** PASSAGE SHOWN follows **
Another Word For It Patrick Durusau on Topic Maps and Semantic Diversity

November 21, 2015

Manufacturing Terror

Filed under: Government,Security — Patrick Durusau @ 9:19 pm

Manufacturing Terror: An FBI Informant Seduced Eric McDavid Into a Bomb Plot. Then the Government Lied About It by Trevor Aaronson and Katie Galloway.

From the post:


Anna would go on to lead McDavid and two other activists in their 20s in a loose plot to bomb targets in Northern California. Maybe in the name of the Earth Liberation Front. Or maybe not. Fitting for the muddied plot, their motivation was as unclear as their targets. Anna, at the direction of the FBI, made the entire plot possible — providing the transportation, money, and a cabin in the woods that the FBI had wired up with hidden cameras. Anna even provided the recipe for homemade explosives, drawn up by FBI bomb experts. Members of the group suggested, in conversations with her, that they regarded her as their leader.
** End of PASSAGE SHOWN **
** RECORD EXTRACTS follows **
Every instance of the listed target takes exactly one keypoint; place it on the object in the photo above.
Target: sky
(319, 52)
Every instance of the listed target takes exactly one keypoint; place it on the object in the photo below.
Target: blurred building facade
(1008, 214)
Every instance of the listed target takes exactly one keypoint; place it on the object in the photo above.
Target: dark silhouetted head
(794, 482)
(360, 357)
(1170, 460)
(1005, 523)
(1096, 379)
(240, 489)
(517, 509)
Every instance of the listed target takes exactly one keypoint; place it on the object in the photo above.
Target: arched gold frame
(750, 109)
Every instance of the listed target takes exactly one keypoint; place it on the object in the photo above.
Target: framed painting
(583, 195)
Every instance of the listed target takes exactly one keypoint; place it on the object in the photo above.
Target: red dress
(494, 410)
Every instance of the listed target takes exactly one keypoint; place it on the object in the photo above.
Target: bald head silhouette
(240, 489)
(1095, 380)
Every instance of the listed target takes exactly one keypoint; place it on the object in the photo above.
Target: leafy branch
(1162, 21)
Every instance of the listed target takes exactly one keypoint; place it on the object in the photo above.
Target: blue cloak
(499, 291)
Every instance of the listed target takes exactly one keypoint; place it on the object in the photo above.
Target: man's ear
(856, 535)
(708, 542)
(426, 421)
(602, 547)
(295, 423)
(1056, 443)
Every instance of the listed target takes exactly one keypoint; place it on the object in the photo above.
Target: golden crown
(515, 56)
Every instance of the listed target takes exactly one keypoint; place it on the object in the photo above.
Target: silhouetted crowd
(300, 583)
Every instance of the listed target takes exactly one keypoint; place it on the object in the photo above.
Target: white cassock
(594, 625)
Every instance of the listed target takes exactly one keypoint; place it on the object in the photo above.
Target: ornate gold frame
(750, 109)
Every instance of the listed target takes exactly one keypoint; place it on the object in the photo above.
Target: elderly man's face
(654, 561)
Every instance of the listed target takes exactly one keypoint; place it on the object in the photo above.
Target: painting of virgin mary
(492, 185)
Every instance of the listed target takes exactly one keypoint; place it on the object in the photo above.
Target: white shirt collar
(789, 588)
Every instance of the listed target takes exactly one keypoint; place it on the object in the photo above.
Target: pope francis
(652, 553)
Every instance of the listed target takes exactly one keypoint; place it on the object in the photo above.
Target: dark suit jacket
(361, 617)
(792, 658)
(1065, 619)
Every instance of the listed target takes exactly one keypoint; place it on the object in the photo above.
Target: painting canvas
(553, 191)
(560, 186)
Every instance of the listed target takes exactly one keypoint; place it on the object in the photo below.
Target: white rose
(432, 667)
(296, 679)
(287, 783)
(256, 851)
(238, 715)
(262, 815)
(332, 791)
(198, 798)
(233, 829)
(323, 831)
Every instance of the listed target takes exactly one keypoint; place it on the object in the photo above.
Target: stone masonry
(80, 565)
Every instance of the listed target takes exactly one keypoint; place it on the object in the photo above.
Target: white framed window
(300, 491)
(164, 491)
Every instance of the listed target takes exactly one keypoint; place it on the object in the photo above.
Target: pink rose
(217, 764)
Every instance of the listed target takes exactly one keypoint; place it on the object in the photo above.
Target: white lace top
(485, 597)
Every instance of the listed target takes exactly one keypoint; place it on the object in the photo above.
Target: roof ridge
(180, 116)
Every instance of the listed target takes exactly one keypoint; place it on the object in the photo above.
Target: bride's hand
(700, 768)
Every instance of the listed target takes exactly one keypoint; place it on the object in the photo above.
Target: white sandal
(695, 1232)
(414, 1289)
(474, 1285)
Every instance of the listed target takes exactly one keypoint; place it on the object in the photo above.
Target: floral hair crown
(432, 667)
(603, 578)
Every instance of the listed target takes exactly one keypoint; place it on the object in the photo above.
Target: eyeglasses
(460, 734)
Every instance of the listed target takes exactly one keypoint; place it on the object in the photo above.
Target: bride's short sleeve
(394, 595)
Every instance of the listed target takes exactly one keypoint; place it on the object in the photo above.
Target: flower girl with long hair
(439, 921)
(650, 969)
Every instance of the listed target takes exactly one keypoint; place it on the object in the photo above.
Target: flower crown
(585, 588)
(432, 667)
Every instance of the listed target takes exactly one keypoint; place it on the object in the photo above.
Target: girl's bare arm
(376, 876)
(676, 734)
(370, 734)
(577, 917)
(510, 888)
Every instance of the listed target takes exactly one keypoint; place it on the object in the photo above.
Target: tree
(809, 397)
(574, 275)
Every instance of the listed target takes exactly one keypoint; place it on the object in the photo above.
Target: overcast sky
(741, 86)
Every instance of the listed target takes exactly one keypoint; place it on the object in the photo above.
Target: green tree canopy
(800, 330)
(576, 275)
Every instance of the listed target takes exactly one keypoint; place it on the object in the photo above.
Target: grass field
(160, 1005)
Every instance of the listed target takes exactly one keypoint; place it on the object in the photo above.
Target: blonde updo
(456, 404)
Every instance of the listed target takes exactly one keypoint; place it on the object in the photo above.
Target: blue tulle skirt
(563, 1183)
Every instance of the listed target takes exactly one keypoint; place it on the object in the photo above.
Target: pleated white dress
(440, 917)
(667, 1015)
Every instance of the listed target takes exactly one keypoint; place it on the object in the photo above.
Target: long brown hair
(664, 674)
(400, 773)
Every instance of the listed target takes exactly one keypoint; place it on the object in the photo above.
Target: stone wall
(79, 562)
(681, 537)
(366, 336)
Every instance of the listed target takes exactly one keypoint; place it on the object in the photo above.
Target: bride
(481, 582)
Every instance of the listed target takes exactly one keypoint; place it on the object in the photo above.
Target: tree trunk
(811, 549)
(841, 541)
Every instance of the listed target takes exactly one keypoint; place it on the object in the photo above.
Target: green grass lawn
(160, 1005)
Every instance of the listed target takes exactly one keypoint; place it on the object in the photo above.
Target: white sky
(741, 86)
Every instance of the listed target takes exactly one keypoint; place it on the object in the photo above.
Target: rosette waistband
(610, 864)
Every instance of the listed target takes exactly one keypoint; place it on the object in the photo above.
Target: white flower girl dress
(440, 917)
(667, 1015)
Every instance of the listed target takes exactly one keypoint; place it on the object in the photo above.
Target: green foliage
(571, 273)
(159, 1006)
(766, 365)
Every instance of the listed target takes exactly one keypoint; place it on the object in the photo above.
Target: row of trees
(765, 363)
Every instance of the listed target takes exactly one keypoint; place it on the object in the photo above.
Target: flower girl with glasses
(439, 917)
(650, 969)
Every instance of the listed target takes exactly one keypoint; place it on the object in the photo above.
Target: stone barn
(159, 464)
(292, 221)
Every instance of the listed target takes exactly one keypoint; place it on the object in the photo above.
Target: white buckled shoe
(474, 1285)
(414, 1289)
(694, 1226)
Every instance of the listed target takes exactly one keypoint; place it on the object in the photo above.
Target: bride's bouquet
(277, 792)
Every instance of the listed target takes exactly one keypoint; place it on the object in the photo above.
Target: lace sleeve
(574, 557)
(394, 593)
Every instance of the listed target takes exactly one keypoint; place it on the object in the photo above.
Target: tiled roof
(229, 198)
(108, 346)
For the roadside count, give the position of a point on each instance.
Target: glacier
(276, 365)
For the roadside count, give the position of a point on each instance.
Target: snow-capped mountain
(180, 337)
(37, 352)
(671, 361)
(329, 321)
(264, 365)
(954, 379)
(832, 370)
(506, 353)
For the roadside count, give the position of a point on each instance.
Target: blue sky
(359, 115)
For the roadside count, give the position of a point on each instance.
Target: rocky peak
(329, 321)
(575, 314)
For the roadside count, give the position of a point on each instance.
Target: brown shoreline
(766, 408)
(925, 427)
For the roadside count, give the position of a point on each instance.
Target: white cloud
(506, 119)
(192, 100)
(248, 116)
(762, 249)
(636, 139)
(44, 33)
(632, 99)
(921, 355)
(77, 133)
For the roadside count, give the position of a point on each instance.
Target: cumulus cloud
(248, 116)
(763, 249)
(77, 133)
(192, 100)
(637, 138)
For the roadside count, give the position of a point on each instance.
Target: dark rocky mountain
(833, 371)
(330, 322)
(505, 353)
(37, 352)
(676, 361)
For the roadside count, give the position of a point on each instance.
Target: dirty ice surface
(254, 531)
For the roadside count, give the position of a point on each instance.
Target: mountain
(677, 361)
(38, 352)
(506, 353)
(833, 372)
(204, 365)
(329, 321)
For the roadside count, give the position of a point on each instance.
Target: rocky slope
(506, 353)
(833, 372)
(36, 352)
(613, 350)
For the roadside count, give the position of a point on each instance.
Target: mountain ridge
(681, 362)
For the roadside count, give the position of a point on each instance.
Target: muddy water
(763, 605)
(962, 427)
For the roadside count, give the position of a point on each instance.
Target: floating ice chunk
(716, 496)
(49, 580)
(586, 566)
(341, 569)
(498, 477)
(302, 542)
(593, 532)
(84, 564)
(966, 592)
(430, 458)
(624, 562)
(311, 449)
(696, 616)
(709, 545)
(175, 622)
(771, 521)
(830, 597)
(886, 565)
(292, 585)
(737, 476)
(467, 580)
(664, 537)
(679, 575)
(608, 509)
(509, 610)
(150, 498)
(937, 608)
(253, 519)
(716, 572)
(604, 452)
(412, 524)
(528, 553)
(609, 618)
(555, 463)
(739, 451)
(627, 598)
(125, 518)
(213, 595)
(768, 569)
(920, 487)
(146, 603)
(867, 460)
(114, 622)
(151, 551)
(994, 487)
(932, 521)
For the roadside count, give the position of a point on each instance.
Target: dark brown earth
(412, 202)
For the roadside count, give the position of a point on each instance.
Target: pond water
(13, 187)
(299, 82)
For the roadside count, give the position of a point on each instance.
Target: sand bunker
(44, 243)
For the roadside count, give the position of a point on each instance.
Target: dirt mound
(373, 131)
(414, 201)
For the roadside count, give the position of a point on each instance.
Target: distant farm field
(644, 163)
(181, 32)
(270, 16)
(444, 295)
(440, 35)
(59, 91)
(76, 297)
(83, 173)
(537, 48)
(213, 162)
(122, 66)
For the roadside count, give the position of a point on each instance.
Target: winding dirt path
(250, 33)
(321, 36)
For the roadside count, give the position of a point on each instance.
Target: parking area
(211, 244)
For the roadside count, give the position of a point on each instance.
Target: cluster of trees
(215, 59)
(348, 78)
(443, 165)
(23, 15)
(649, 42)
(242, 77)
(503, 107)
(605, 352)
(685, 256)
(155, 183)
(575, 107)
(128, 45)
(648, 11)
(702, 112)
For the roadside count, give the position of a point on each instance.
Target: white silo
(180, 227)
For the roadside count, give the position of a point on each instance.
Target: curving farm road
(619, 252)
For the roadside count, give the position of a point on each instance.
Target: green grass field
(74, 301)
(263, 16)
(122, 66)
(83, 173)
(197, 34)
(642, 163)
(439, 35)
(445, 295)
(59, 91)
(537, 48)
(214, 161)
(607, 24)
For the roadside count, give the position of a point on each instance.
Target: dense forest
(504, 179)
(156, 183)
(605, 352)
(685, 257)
** End of RECORD EXTRACTS **
AIM OF THE TASK:
Copy out the entire blog post about the FBI informant plot, word for word, from the top of the page.

OUTPUT FOR THIS EXERCISE:
Another Word For It Patrick Durusau on Topic Maps and Semantic Diversity

November 21, 2015

Manufacturing Terror

Filed under: Government,Security — Patrick Durusau @ 9:19 pm

Manufacturing Terror: An FBI Informant Seduced Eric McDavid Into a Bomb Plot. Then the Government Lied About It by Trevor Aaronson and Katie Galloway.

From the post:


Anna would go on to lead McDavid and two other activists in their 20s in a loose plot to bomb targets in Northern California. Maybe in the name of the Earth Liberation Front. Or maybe not. Fitting for the muddied plot, their motivation was as unclear as their targets. Anna, at the direction of the FBI, made the entire plot possible — providing the transportation, money, and a cabin in the woods that the FBI had wired up with hidden cameras. Anna even provided the recipe for homemade explosives, drawn up by FBI bomb experts. Members of the group suggested, in conversations with her, that they regarded her as their leader.